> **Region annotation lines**
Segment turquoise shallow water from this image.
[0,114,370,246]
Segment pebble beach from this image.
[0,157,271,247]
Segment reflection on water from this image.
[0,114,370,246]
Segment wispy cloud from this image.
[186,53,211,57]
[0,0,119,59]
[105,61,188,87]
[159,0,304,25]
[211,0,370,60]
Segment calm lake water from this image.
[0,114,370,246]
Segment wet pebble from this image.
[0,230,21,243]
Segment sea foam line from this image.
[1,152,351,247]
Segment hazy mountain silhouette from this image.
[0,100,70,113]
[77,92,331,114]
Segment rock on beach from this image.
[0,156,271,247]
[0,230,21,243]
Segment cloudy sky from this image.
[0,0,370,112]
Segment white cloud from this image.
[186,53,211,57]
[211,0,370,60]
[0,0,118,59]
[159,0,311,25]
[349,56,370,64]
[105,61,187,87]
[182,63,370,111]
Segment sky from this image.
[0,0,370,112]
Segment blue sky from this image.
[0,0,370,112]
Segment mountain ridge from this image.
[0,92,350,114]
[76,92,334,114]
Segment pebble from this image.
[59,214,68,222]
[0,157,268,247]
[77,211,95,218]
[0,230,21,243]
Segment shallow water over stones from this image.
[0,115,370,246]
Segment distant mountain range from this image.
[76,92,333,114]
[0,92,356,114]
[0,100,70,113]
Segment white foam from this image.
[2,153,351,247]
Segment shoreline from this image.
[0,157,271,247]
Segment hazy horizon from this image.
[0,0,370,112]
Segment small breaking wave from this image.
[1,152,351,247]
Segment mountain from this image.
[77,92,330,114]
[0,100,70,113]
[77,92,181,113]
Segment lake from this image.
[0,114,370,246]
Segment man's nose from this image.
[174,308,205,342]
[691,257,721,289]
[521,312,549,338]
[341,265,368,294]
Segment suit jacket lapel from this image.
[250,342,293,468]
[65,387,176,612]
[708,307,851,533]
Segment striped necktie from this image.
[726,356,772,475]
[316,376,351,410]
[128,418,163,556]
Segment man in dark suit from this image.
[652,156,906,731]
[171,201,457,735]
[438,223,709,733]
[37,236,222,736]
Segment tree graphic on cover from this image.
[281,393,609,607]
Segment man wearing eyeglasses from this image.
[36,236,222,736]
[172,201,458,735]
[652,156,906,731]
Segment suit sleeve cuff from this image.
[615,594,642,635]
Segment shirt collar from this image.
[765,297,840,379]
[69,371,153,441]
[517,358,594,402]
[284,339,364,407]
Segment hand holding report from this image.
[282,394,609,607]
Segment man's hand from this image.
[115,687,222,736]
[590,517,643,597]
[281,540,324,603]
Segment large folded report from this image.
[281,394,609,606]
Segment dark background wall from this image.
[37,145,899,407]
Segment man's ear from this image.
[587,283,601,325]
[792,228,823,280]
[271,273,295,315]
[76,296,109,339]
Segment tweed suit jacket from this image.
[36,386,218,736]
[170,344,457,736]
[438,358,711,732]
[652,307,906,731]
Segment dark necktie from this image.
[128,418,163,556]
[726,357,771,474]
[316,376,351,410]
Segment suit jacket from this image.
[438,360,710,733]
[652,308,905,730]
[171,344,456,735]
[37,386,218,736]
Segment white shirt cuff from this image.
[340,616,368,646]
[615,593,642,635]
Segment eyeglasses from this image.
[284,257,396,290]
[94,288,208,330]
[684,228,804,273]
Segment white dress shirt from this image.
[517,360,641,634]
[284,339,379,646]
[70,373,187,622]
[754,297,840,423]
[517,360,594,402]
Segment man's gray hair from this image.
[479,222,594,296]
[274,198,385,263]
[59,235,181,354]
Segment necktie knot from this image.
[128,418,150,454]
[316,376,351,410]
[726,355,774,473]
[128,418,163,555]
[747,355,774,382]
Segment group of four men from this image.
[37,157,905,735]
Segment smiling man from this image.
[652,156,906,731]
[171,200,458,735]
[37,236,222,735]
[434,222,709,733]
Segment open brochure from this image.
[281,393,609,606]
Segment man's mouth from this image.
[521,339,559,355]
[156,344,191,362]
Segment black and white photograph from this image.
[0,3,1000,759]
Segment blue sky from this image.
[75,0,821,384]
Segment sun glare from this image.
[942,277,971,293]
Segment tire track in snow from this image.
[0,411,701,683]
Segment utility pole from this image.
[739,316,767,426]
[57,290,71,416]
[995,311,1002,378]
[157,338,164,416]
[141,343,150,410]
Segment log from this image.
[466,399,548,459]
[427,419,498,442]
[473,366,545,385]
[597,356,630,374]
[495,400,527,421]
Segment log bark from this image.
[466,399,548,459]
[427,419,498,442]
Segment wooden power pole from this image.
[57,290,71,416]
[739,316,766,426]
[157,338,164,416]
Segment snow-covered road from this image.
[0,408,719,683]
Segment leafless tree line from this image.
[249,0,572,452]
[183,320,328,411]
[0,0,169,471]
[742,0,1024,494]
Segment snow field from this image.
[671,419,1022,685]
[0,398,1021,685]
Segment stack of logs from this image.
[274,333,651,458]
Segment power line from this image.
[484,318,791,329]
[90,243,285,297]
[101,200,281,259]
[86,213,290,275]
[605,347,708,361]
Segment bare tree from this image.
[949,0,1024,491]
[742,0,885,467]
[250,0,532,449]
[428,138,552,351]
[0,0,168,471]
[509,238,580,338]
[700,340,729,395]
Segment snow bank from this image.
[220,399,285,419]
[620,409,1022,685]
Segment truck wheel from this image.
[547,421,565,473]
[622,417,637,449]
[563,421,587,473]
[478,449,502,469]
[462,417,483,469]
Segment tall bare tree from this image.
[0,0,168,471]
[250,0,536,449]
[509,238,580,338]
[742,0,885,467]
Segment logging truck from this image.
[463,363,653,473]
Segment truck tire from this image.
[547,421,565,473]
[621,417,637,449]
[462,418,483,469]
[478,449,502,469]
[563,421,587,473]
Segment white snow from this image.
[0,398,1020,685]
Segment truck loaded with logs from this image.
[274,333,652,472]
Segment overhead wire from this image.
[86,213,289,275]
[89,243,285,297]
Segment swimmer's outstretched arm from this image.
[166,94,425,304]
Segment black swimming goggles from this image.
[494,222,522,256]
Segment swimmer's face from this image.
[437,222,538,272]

> **Stated problem**
Please edit everything from the line containing "Segment tree graphic" down to the line containing "[0,411,701,683]", both included, so that "brochure" becomes "pamphlet" and nothing else changes. Return only those lines.

> **The solution**
Segment tree graphic on cover from this image.
[281,393,609,607]
Segment man wearing eyeglasses from this image.
[36,236,222,736]
[172,201,458,735]
[652,156,906,731]
Segment suit sleeve cuff from this image.
[615,594,642,635]
Segment shirt collar from this image.
[765,297,840,379]
[69,371,153,441]
[517,358,594,402]
[284,339,364,407]
Segment hand holding report from this image.
[282,394,609,607]
Segment man's hand from this image.
[115,687,222,736]
[590,517,643,597]
[281,540,324,603]
Segment large folded report from this image.
[281,394,609,606]
Segment dark background wall from this image.
[37,145,899,407]
Segment man's ear from this image.
[587,283,601,325]
[792,228,823,280]
[271,273,295,315]
[76,296,109,339]
Segment tweed suit jacket from this image.
[36,386,218,736]
[170,344,457,736]
[438,358,711,732]
[652,307,906,731]
Segment dark necktie from this image.
[128,418,163,556]
[726,357,771,474]
[316,376,351,410]
Segment suit jacket from this image.
[438,360,710,733]
[652,308,905,730]
[171,344,456,735]
[37,386,218,736]
Segment white shirt cuff from this image.
[340,616,368,646]
[615,593,642,635]
Segment eyeglasses from this image.
[284,257,396,290]
[94,288,208,330]
[684,228,804,273]
Segment white dress shirt from this image.
[517,360,641,634]
[284,339,379,646]
[70,373,187,622]
[754,297,840,423]
[517,360,594,402]
Segment man's gray hair from this image.
[479,222,594,296]
[274,198,385,263]
[59,235,181,354]
Segment necktie knot from this image.
[128,418,150,454]
[316,376,351,410]
[726,355,774,473]
[128,418,163,555]
[747,355,774,382]
Segment group of four men from this image.
[37,157,905,735]
Segment smiling man from this image.
[652,156,906,731]
[171,200,458,735]
[37,236,222,735]
[434,222,709,733]
Segment open pamphlet from this image.
[281,393,609,606]
Segment man's mouth from this image.
[521,339,559,355]
[156,344,191,362]
Segment black and white photograph from this image.
[0,3,1000,759]
Segment blue sky from this image.
[75,0,821,384]
Segment sun glare from this image.
[942,277,971,293]
Segment tire track in snow from this image.
[0,411,701,683]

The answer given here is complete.